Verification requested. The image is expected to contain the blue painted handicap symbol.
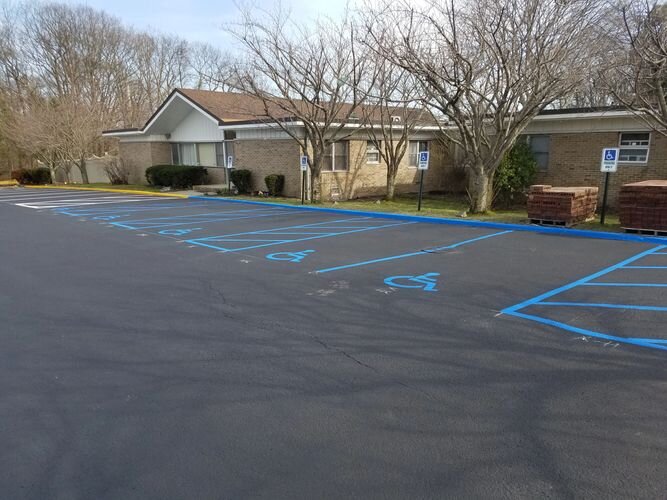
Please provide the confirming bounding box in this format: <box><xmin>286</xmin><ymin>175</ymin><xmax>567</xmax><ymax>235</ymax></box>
<box><xmin>604</xmin><ymin>149</ymin><xmax>617</xmax><ymax>161</ymax></box>
<box><xmin>159</xmin><ymin>227</ymin><xmax>202</xmax><ymax>236</ymax></box>
<box><xmin>93</xmin><ymin>215</ymin><xmax>123</xmax><ymax>221</ymax></box>
<box><xmin>384</xmin><ymin>272</ymin><xmax>440</xmax><ymax>292</ymax></box>
<box><xmin>266</xmin><ymin>250</ymin><xmax>315</xmax><ymax>263</ymax></box>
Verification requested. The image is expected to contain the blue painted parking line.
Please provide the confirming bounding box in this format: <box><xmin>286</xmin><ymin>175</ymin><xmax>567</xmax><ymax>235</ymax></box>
<box><xmin>185</xmin><ymin>217</ymin><xmax>415</xmax><ymax>252</ymax></box>
<box><xmin>502</xmin><ymin>244</ymin><xmax>667</xmax><ymax>351</ymax></box>
<box><xmin>111</xmin><ymin>209</ymin><xmax>295</xmax><ymax>230</ymax></box>
<box><xmin>621</xmin><ymin>265</ymin><xmax>667</xmax><ymax>269</ymax></box>
<box><xmin>316</xmin><ymin>230</ymin><xmax>513</xmax><ymax>274</ymax></box>
<box><xmin>54</xmin><ymin>202</ymin><xmax>207</xmax><ymax>217</ymax></box>
<box><xmin>580</xmin><ymin>282</ymin><xmax>667</xmax><ymax>287</ymax></box>
<box><xmin>538</xmin><ymin>301</ymin><xmax>667</xmax><ymax>312</ymax></box>
<box><xmin>505</xmin><ymin>311</ymin><xmax>667</xmax><ymax>351</ymax></box>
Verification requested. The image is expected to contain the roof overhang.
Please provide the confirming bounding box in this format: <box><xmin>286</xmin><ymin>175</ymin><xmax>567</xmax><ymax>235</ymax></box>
<box><xmin>103</xmin><ymin>89</ymin><xmax>222</xmax><ymax>138</ymax></box>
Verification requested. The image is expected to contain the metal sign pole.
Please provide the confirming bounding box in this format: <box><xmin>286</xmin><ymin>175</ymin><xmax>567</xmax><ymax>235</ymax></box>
<box><xmin>301</xmin><ymin>170</ymin><xmax>305</xmax><ymax>205</ymax></box>
<box><xmin>417</xmin><ymin>169</ymin><xmax>425</xmax><ymax>211</ymax></box>
<box><xmin>599</xmin><ymin>148</ymin><xmax>618</xmax><ymax>225</ymax></box>
<box><xmin>600</xmin><ymin>171</ymin><xmax>610</xmax><ymax>225</ymax></box>
<box><xmin>417</xmin><ymin>150</ymin><xmax>429</xmax><ymax>211</ymax></box>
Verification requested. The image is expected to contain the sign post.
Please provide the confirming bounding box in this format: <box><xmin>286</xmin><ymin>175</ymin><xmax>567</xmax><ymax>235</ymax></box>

****************

WORK TO BE COMPLETED -> Go through the entries and filter for lines holding the word "Verification"; copy each match.

FINAL ANSWER ->
Verification requested. The image is expected to contain the blue painted handicap symbol.
Verification requested. The image is expected to contain the blue painted parking line.
Verification requested. The image is expected to contain the roof overhang.
Verification requested. The image is expected to contain the metal sign pole.
Verification requested. The image is expected to contain the sign post.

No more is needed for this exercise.